What you should do
Write out the entries, please, from the line containing "of the blonde" through their final line, exactly and with nothing else.

Exercise material

* * * * * * * * *

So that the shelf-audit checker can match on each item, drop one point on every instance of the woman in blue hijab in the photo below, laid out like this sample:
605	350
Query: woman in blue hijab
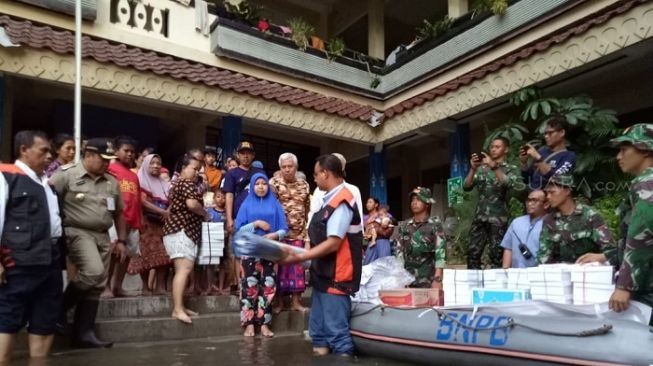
263	215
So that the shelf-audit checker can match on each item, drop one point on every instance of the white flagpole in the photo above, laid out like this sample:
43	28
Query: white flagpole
78	79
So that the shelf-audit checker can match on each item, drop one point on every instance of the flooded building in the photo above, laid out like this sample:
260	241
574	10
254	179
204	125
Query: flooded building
405	106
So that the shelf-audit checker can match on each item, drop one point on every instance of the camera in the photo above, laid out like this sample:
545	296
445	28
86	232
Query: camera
523	249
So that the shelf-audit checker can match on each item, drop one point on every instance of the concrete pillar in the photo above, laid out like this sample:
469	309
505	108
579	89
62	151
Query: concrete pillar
376	29
232	130
5	122
457	8
323	26
378	174
411	175
459	151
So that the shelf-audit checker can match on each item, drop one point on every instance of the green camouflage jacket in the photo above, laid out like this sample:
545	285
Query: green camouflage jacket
493	195
423	248
635	252
565	238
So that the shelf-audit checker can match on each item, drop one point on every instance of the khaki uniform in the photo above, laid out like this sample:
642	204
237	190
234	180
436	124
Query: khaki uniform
88	206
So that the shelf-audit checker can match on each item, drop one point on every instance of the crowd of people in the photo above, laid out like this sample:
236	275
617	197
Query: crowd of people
118	211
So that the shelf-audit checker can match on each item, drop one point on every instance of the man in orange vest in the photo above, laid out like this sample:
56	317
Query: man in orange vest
336	238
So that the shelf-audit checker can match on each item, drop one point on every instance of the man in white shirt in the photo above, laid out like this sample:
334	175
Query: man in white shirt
318	194
30	269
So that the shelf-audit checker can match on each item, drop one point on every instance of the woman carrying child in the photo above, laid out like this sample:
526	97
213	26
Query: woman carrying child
262	214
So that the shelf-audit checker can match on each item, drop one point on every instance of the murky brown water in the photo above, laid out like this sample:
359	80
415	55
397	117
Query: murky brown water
282	350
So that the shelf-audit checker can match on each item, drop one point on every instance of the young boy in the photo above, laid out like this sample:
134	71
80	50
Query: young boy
217	214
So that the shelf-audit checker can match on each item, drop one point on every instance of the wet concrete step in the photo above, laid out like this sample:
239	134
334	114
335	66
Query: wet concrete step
154	329
161	306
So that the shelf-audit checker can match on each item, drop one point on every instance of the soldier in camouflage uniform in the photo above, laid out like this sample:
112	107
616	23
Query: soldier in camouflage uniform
634	255
572	228
493	177
421	242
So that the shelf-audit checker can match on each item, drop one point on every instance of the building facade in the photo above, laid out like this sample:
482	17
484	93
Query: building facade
176	75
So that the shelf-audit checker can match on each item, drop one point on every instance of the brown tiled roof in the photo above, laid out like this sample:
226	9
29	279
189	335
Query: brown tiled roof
62	41
539	45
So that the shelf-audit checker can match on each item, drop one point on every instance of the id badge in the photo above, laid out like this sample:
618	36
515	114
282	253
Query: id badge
111	204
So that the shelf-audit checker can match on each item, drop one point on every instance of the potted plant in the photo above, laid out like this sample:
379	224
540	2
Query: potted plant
301	31
496	7
244	11
437	28
335	47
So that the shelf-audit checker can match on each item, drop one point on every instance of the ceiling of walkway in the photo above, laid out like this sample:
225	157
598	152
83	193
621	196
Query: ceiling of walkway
348	18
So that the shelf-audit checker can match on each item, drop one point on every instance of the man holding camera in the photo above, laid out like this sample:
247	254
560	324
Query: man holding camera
522	241
553	159
572	228
493	177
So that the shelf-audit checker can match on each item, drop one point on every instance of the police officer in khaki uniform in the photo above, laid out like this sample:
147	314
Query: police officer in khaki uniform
91	204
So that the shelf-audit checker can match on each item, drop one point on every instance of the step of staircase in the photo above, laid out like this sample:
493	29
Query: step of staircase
149	329
161	306
148	319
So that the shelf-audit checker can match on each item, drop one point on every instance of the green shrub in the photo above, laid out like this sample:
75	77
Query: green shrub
607	207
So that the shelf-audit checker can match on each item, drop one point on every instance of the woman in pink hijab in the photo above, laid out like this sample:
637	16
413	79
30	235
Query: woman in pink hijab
155	208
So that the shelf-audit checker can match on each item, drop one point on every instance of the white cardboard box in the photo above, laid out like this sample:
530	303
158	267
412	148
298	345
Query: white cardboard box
462	275
593	274
551	289
548	274
591	293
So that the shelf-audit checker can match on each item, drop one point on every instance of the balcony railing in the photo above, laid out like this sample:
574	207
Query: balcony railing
468	35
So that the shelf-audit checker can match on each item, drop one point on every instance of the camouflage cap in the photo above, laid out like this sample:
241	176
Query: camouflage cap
101	146
562	180
423	194
639	135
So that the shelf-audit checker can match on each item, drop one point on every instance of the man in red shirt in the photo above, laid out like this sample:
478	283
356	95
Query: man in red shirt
131	194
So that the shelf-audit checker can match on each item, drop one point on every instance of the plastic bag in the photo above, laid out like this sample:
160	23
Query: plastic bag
386	273
252	245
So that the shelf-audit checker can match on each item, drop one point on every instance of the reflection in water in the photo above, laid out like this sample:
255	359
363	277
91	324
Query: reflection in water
284	350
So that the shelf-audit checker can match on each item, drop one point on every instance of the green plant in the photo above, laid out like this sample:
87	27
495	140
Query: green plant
335	47
496	7
244	10
301	32
375	82
607	207
459	240
590	129
429	30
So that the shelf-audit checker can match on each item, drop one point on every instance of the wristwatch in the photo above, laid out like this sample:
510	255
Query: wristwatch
437	278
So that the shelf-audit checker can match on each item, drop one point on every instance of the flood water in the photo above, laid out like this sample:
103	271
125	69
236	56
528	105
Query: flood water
282	350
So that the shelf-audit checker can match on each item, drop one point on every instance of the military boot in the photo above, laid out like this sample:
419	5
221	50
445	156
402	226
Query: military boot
84	335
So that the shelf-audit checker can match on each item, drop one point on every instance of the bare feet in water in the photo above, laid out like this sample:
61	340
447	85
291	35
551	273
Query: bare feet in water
249	331
266	332
182	317
190	312
298	307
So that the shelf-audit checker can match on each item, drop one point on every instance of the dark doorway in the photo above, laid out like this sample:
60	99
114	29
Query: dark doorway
396	197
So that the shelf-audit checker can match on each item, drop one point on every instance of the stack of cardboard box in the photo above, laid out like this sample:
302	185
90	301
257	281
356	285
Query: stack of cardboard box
458	285
592	284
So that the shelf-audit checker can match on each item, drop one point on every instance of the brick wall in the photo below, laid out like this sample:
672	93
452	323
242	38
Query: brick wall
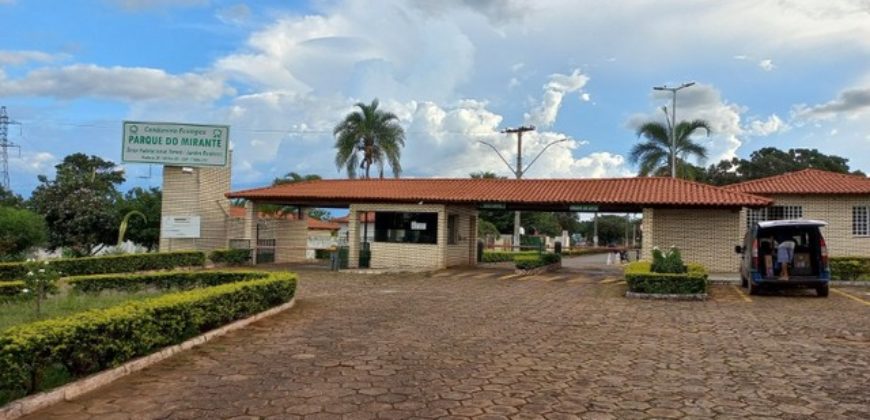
199	193
834	209
705	236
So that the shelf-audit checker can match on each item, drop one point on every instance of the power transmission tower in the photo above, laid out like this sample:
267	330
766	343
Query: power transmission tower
5	145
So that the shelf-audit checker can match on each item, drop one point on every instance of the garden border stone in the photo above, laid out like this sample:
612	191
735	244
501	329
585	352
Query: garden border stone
661	296
30	404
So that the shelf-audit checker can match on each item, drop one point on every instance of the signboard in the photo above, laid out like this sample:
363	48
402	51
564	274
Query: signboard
175	144
179	227
583	207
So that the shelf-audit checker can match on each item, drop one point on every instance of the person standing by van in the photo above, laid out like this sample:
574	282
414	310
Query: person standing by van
784	256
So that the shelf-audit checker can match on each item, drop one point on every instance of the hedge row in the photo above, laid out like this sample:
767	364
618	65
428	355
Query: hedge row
641	280
505	256
850	268
528	262
10	288
95	340
111	264
230	256
164	281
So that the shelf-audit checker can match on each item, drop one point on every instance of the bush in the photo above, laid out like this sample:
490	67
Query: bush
111	264
671	262
10	289
164	281
504	256
230	256
91	341
528	262
641	279
850	268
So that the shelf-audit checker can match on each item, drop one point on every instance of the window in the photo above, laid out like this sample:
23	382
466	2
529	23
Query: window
861	221
452	230
754	216
415	228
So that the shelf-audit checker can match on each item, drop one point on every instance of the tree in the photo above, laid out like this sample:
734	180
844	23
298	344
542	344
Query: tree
10	199
372	133
654	155
770	161
143	231
20	231
79	204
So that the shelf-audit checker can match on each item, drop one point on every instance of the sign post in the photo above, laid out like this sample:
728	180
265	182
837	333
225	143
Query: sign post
175	144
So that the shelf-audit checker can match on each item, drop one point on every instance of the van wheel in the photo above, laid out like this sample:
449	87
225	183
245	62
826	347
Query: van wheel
752	288
822	291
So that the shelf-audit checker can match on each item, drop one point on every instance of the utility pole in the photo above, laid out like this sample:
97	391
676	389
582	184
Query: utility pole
673	122
4	146
519	171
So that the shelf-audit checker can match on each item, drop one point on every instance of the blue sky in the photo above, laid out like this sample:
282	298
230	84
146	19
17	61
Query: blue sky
769	73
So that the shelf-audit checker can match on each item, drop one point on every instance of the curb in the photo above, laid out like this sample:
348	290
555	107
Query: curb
30	404
656	296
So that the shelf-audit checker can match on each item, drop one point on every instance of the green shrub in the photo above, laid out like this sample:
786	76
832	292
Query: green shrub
10	288
230	256
528	262
504	256
163	281
112	264
95	340
641	279
850	268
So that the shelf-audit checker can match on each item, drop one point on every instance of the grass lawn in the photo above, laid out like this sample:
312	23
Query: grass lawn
21	312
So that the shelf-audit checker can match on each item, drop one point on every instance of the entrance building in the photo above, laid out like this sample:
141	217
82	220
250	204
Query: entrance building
432	223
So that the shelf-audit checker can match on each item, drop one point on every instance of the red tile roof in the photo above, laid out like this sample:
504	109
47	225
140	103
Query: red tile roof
314	224
807	181
550	193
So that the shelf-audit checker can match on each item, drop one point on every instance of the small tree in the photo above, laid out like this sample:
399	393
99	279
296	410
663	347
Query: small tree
20	230
39	282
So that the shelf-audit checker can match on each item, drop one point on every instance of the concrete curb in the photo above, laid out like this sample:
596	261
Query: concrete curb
656	296
859	283
33	403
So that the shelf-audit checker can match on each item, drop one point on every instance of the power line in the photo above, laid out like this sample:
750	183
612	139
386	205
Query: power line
5	145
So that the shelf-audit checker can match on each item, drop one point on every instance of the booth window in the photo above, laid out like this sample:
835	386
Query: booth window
401	227
452	230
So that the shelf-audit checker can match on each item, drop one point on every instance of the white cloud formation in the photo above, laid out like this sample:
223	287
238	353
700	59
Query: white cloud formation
772	125
555	89
19	57
849	103
766	64
124	83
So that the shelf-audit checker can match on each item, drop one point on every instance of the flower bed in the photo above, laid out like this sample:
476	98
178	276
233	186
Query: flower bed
163	281
850	268
88	342
111	264
641	279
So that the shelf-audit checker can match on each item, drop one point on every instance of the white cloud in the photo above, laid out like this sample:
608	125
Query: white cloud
19	57
766	64
772	125
123	83
555	90
849	103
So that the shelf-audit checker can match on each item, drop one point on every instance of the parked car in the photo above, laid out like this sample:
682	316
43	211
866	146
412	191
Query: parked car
809	264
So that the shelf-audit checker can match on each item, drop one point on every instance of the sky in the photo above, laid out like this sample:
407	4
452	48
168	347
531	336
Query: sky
282	74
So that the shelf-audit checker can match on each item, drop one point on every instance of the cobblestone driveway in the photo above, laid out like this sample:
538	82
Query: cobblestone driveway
477	344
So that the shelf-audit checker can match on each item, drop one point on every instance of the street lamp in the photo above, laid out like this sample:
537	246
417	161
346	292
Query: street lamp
519	171
673	122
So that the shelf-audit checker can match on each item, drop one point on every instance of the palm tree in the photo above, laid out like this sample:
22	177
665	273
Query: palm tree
655	153
373	132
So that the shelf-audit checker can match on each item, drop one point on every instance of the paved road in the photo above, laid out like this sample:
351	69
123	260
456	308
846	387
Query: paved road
484	344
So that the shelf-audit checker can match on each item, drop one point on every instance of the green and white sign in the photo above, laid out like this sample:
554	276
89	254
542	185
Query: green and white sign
175	144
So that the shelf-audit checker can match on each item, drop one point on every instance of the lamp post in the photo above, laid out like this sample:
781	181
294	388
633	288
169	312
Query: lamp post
673	122
519	171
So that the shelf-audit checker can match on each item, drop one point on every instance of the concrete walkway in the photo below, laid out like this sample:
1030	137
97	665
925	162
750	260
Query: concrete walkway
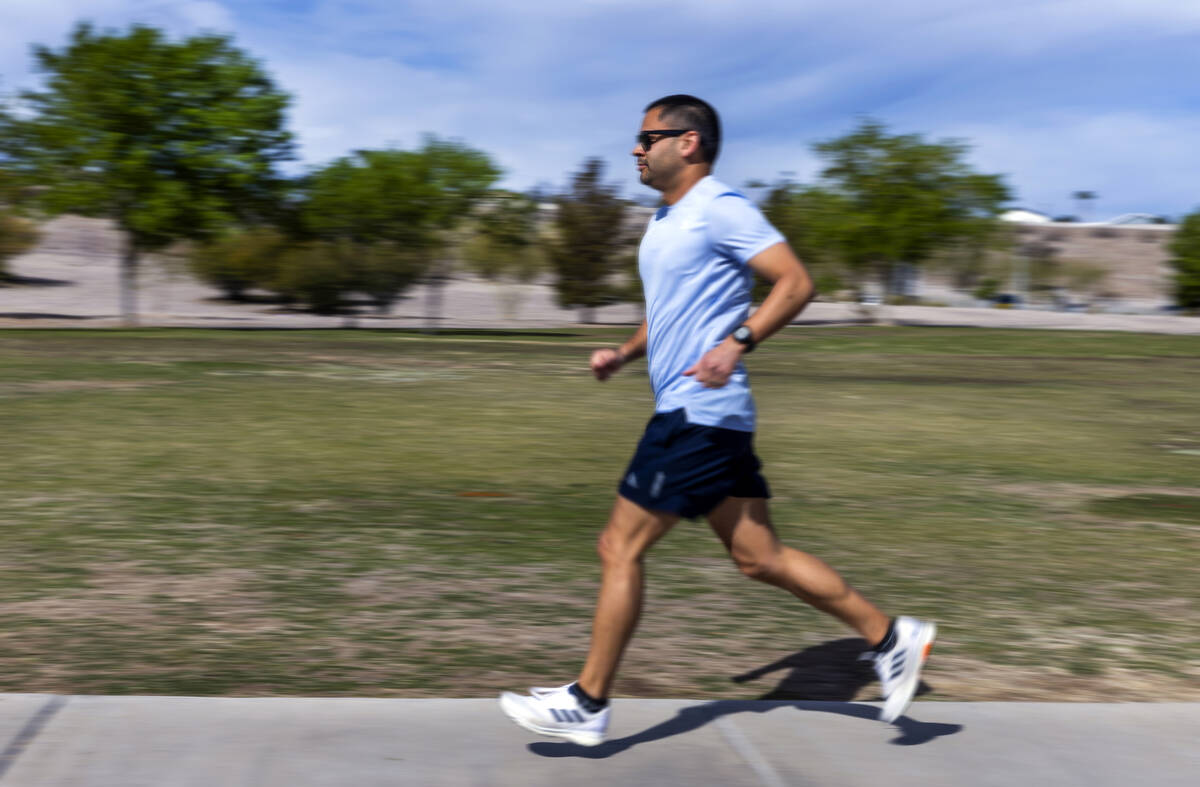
174	742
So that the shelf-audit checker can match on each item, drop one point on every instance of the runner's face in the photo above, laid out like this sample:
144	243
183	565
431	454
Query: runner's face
657	166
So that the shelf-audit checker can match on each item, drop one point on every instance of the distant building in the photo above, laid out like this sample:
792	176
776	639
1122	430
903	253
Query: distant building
1025	216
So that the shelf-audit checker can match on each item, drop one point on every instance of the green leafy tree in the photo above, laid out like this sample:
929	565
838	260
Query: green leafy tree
905	198
240	260
589	244
407	200
817	224
169	139
1186	259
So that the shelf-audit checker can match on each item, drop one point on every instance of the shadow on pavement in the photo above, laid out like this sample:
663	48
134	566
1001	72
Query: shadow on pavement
912	732
822	678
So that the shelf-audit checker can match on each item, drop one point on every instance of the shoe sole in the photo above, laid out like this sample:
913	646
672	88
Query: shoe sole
901	696
579	737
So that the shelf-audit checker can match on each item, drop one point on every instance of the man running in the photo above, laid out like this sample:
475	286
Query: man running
697	262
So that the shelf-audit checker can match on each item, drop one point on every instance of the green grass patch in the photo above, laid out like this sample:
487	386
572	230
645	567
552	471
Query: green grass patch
388	512
1150	508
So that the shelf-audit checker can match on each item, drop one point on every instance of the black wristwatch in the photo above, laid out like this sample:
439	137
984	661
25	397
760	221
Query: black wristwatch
744	336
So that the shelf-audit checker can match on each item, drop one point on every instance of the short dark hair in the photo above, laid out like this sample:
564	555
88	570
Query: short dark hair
694	114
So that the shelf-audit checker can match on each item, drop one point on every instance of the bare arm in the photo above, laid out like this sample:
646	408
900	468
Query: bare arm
791	293
607	360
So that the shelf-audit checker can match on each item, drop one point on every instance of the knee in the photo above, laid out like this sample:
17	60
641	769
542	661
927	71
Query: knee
762	566
615	550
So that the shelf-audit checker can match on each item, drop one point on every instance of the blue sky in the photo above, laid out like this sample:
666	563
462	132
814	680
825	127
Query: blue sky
1056	95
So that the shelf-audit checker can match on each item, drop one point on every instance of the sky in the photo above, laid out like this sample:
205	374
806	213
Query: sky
1057	96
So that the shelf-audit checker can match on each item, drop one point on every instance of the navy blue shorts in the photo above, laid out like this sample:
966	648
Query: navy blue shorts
688	469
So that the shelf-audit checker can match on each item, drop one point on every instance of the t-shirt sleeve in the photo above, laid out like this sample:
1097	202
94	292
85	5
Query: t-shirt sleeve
738	229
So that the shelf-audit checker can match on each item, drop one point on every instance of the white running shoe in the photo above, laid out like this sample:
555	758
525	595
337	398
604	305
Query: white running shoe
556	713
899	668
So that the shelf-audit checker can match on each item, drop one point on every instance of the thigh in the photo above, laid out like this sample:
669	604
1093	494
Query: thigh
743	524
633	528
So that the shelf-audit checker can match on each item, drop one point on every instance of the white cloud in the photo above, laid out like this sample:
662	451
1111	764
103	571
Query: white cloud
1054	91
1134	162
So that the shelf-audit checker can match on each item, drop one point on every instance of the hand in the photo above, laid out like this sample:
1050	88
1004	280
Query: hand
605	362
715	366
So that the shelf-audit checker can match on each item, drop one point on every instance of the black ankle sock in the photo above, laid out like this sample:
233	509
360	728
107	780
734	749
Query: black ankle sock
888	640
587	701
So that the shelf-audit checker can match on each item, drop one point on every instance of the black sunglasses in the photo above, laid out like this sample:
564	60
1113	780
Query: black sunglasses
645	137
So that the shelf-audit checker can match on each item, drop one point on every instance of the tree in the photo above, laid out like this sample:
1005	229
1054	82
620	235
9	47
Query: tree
905	198
1083	200
591	238
408	200
1186	259
169	139
504	245
817	224
240	260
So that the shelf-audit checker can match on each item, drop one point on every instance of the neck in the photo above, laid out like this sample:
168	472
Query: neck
688	178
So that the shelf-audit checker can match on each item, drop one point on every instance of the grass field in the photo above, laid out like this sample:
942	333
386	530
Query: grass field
389	514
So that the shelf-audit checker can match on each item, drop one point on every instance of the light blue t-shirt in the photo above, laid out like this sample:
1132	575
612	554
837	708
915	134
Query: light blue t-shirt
693	262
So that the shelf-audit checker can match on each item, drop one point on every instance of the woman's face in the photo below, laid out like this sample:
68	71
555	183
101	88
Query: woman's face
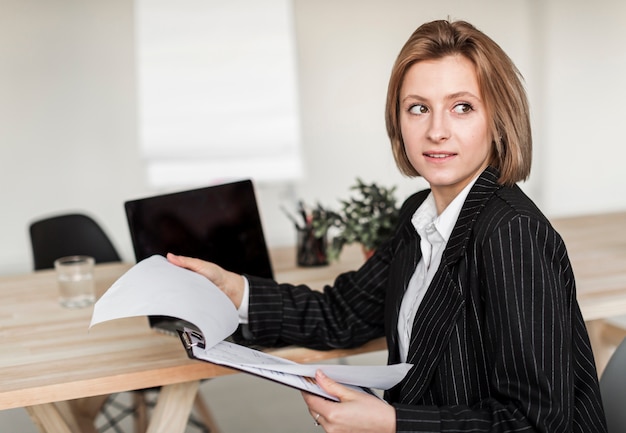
444	125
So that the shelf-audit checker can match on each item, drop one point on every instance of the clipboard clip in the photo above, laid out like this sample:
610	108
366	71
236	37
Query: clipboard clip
192	339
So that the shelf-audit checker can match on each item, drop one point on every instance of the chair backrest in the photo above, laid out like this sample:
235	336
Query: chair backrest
67	235
613	389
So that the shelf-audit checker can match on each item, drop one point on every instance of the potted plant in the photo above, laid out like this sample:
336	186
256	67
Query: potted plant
367	217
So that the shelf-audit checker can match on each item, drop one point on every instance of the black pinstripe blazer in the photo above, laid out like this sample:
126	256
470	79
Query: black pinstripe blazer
498	343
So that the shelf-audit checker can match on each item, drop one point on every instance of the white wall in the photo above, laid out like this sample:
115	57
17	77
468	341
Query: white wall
68	107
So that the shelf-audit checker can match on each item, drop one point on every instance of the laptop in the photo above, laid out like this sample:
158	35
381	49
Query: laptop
219	223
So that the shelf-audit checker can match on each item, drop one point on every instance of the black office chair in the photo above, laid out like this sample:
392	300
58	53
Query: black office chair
613	390
68	235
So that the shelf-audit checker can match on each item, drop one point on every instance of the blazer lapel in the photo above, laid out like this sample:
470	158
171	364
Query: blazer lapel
443	302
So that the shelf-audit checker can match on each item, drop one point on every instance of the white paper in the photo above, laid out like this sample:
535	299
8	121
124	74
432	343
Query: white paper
236	356
156	287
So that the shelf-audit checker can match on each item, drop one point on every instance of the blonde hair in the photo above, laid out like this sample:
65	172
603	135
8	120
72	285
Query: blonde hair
500	83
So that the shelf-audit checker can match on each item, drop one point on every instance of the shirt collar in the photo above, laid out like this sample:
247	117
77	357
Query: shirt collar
426	213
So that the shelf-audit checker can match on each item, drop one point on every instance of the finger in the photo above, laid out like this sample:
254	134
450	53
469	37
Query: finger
333	388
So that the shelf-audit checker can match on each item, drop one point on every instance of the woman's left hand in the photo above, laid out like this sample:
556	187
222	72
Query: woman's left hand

* * * * * * * * *

Correct output
So that the shelf-audit checker can match on each item, drop one point on every instance of the blonde hair in the photo above, laid out like this sample:
65	172
603	135
8	120
72	285
Query: blonde hair
500	83
So that the shelf-audit checker can match on each item, drop one point on every instance of the shirt collar in the photo above, laid out like this sample:
247	117
77	357
Query: shirt collar
426	213
So that the shelf-audit checker can match on each item, drop one point on every instance of the finger in the photo above, laid out like this sample:
254	134
450	53
469	37
Query: finger
333	388
So that the shelf-audit checker can match on each item, drop one point on every instance of the woman's left hand in the photo above, laid out like this sample:
556	187
222	72
Query: woman's left hand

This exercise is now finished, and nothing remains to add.